Ricordate le migliaia di lavoratori sospesi, perché non si erano vaccinati durante la pandemia Covid? I giudici non ebbero alcuna comprensione, a loro dire era giusto lasciarli a casa e senza stipendio. Nei confronti di chi fa uso di sostanze stupefacenti, invece, bisognerebbe avere un occhio di riguardo.
È quanto si evince dalla decisione della Corte di appello di Venezia, che ha rigettato il ricorso della società Veneziana energie risorse idriche territorio ambiente servizi (Veritas), contro una sentenza del giudice del lavoro del Tribunale di Venezia. Nell’ottobre del 2019, Anna Menegazzo aveva disposto la riammissione all’esercizio delle sue funzioni di un dipendente Veritas risultato più volte positivo, non al Covid, ma ai cannabinoidi.
Secondo i magistrati d’Appello Gianluca Alessio, Piero Leanza e Lorenzo Puccetti, il datore prima di sospendere un lavoratore dovrebbe «verificare la possibilità di assegnarlo ad altre mansioni» e questo è un «obbligo», perciò gli vanno pagati arretrati e spese.
La prestazione dell’uomo, operatore cimiteriale, «non può svolgersi in uno stato di non lucidità o di alterazione», contesta invece l’azienda, dal momento che il lavoratore utilizzava anche macchine operatrici ed era perciò sottoposto a test di controllo per l’accertamento delle condizioni di alcol dipendenza e tossicodipendenza previsto dall’accordo Stato-Regioni.
La prima volta, risultato positivo, era stato messo in ferie e al suo rientro il medico l’aveva giudicato idoneo «ma non idoneo alla guida di mezzi», come è tenuto a fare un operaio polivalente. Al successivo controllo era di nuovo positivo ed era stato rimesso in ferie in attesa di un nuovo accertamento. I giudici d’Appello contestarono la scelta aziendale, Veritas avrebbe dovuto verificare «la possibilità di mantenere il lavoratore in servizio con mansioni equivalenti».

Compiti richiesti.
[1] Riporta la parte del testo sulla sentenza Veritas compresa tra "La prestazione dell’uomo, operatore" e "previsto dall’accordo Stato-Regioni.", estremi inclusi, sostituendo "operatore cimiteriale" con "addetto cimiteriale".
[2] Continua il testo sulla sentenza Veritas a partire dalla sua ultima frase.

Voci di dati salvate.
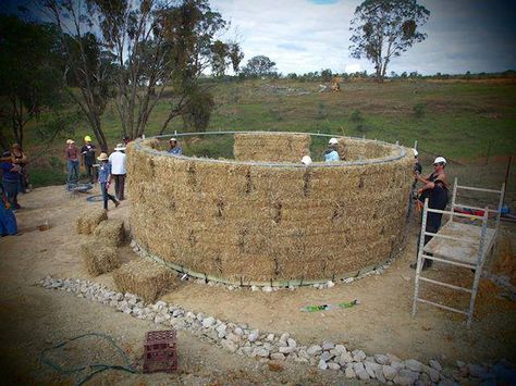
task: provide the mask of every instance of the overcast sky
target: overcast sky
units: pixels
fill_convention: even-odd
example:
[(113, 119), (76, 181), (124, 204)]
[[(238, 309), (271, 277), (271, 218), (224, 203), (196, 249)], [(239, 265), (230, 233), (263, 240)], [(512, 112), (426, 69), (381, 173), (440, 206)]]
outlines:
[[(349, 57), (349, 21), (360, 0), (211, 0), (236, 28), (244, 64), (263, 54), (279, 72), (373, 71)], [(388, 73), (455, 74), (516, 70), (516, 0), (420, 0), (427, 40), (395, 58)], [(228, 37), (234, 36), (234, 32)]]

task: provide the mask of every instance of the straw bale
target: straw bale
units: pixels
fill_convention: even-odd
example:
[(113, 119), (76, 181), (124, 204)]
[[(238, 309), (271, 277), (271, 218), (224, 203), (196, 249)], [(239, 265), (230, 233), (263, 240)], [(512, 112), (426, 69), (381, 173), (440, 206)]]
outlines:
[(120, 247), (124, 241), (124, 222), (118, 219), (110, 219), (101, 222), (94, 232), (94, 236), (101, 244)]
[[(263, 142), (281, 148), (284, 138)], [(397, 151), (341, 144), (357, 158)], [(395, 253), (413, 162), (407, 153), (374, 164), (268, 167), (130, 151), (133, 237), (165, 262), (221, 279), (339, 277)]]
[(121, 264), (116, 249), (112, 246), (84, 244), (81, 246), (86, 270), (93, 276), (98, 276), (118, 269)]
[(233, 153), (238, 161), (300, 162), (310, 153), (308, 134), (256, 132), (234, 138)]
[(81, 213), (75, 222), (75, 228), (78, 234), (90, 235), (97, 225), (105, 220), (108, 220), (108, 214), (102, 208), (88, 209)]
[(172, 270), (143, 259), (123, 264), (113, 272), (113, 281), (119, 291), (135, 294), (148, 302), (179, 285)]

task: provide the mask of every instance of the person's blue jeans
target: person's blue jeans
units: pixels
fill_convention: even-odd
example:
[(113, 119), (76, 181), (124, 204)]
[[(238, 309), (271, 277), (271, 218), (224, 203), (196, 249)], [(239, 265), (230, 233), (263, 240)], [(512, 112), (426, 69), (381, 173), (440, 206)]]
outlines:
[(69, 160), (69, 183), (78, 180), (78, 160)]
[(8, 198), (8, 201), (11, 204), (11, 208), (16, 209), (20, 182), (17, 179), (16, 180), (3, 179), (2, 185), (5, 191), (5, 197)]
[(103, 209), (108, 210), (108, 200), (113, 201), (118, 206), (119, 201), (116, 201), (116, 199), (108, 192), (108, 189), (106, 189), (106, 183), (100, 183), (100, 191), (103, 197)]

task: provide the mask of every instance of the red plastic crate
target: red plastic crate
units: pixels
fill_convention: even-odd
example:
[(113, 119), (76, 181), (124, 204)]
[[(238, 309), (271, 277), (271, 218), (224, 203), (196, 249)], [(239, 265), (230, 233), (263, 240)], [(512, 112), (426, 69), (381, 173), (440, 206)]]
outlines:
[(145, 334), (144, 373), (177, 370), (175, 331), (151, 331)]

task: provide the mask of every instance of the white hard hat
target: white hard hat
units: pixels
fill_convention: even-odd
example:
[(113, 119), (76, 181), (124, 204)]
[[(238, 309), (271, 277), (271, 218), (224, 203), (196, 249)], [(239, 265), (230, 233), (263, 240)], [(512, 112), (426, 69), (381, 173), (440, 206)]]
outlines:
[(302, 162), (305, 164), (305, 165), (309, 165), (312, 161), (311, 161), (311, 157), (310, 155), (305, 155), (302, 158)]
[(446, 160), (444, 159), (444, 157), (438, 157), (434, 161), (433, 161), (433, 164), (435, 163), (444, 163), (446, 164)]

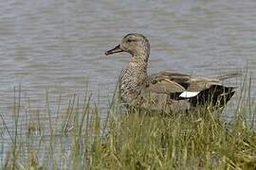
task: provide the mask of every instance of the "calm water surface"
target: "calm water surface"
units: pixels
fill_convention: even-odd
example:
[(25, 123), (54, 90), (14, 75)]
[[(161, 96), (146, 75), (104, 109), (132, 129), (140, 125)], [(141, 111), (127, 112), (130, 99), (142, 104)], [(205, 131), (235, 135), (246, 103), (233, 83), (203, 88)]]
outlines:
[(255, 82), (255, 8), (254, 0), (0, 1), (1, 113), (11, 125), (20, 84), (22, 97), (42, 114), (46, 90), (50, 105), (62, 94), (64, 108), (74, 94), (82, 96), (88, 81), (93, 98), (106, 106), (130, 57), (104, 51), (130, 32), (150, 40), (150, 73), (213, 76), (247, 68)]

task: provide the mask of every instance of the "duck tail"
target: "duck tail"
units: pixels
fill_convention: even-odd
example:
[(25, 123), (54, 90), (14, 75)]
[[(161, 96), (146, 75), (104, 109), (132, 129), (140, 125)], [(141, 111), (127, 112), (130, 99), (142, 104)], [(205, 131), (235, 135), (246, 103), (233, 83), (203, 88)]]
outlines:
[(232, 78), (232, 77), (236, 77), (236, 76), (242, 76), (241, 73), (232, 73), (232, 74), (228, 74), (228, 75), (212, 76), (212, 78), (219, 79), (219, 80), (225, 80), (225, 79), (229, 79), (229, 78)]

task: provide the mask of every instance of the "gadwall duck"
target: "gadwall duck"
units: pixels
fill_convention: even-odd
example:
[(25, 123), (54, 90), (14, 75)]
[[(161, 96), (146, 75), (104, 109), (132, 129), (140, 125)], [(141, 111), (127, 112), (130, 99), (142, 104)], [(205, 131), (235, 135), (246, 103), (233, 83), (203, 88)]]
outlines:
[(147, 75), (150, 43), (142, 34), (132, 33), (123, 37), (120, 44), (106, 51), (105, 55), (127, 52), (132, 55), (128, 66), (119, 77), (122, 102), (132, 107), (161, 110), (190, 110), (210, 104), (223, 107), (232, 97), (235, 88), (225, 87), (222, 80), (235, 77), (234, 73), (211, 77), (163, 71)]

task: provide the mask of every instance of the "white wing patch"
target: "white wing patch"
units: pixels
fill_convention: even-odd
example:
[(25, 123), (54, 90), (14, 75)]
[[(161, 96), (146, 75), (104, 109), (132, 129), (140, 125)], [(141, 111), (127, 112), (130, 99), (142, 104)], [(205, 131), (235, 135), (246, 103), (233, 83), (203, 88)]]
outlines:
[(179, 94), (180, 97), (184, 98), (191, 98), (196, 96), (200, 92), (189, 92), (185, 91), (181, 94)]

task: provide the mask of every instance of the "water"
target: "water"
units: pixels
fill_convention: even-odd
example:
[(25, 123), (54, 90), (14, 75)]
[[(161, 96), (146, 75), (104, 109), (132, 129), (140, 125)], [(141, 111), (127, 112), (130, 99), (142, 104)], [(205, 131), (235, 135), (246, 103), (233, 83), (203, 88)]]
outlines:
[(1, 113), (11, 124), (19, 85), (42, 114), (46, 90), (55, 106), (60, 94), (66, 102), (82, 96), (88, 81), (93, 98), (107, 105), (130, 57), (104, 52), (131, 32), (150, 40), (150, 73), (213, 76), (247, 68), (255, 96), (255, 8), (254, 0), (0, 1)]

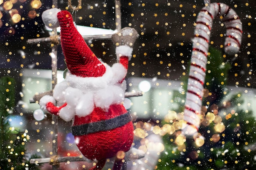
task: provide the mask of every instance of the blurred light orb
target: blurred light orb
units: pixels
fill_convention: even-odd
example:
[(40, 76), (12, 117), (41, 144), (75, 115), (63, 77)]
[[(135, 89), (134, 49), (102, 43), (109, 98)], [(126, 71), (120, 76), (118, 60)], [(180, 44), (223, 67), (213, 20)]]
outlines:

Le risposte.
[1]
La prestazione dell’uomo, addetto cimiteriale, «non può svolgersi in uno stato di non lucidità o di alterazione», contesta invece l’azienda, dal momento che il lavoratore utilizzava anche macchine operatrici ed era perciò sottoposto a test di controllo per l’accertamento delle condizioni di alcol dipendenza e tossicodipendenza previsto dall’accordo Stato-Regioni.

[2]
Avete mai letto decisioni simili nei confronti di quanti venivano sospesi da aziende sanitarie o da istituti scolastici, da comandi militari, perché non in regola con le vaccinazioni anti Covid? «Nel caso di specie, a fronte della richiesta del lavoratore di essere assegnato ad altre mansioni compatibili con l’accertata inidoneità parziale e temporanea, Veritas spa non ha offerto la prova dell’impossibilità di adibire […] a mansioni (anche diverse persino inferiori) compatibili con il suo stato di salute», obbietta il presidente della sezione lavoro della Corte d’Appello, Gianluca Alessio.
Le scrivanie dei giudici dovrebbero crollare, sotto il peso dei faldoni di cause inutilmente tentate da dipendenti non vaccinati, lasciati senza occupazione e privati della possibilità di rendersi utili in settori non a diretto contatto con il pubblico. «L’inidoneità di un operatore polivalente non può obbligare una società a rivedere la propria organizzazione», osservano Andrea Bortoluzzi e Marta Molesini dello studio Toffoletto De Luca Tamajo, legali di Veritas che ricorrerà in Cassazione. «Stiamo parlando di un lavoratore nel servizio pubblico, che ha assunto volontariamente sostante stupefacenti, eppure si sostiene che non doveva subire conseguenze».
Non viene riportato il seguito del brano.